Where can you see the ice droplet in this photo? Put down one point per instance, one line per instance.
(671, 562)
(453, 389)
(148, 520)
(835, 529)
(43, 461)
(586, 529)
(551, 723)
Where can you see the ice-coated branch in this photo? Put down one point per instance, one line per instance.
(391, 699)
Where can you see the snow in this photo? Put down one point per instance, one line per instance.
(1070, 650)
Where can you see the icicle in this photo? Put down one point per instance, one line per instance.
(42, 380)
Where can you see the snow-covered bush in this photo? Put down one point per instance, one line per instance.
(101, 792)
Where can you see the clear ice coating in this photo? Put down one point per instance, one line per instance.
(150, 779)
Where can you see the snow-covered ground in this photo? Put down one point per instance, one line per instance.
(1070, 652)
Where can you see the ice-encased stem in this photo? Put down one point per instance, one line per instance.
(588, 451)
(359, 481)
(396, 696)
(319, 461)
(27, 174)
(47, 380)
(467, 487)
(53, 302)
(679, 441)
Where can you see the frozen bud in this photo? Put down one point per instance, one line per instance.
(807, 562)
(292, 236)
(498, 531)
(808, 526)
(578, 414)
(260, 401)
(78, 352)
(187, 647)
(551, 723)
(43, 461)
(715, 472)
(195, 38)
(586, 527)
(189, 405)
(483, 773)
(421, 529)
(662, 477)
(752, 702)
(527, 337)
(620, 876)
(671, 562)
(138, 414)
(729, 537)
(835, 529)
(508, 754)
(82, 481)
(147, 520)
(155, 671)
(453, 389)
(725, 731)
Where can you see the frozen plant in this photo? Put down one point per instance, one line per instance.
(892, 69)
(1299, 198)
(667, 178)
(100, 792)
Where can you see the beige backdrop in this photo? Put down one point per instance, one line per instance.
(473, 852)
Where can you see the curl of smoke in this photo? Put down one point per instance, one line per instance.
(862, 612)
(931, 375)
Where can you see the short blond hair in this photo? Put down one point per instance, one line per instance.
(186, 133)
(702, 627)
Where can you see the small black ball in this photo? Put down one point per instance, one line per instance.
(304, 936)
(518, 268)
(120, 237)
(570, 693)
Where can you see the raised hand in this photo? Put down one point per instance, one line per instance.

***

Restate each record word for word.

Where can you see the ice droplet in this photo? Put down one point per instance, one line per instance.
(671, 562)
(453, 389)
(148, 520)
(835, 529)
(43, 461)
(586, 529)
(551, 723)
Where can you see the ice-coated branch in this photo? Put down one point per instance, one line per instance.
(391, 699)
Where can you see the snow in this photo? Put down one point per instance, one line per instance.
(1070, 650)
Where can you see the icicle in this photo? Put down one point per instance, one line per instance.
(42, 380)
Where can you see the snow-covered bush in this photo? Put down one point per instance, one line per instance.
(101, 792)
Where can you see the clear ice coating in this photo? Put down one point per instance, one line per instance.
(150, 779)
Where can you see the snow-covered ground in this photo? Put down one point per instance, one line per instance.
(1070, 652)
Where can you see the ice-encased stem in this photo? Put down one point per instance, one line per instance.
(588, 451)
(359, 481)
(396, 696)
(319, 461)
(27, 174)
(47, 380)
(467, 487)
(53, 302)
(679, 441)
Where can you see the frozen bud in this photo? Put down one point per instance, one line per instance.
(807, 562)
(292, 236)
(498, 531)
(808, 526)
(578, 414)
(260, 401)
(78, 352)
(187, 647)
(551, 723)
(43, 461)
(715, 472)
(195, 38)
(586, 527)
(189, 405)
(483, 773)
(421, 529)
(662, 477)
(752, 702)
(527, 337)
(620, 876)
(671, 562)
(138, 414)
(729, 537)
(835, 529)
(508, 754)
(82, 481)
(147, 520)
(155, 671)
(453, 389)
(725, 731)
Where can you see the frozen plant in this photo? Put down one point per instance, one line per instance.
(892, 69)
(1299, 198)
(667, 178)
(100, 792)
Where can you see the beige backdrop in this photo? Put down one point per instance, one line per instance.
(473, 852)
Where can you see the curl of smoke in this photo? Put down one point per instance, one line per instance.
(862, 612)
(931, 375)
Where can you see the short blond hair in this photo? Put down one point per instance, one line per instance.
(186, 133)
(702, 627)
Where can you see the small black ball in this photo? Put down one point per instance, one line per instance.
(304, 936)
(518, 268)
(120, 237)
(570, 693)
Where can you see the raised hand in this photo? Put down one point per instance, one line per instance.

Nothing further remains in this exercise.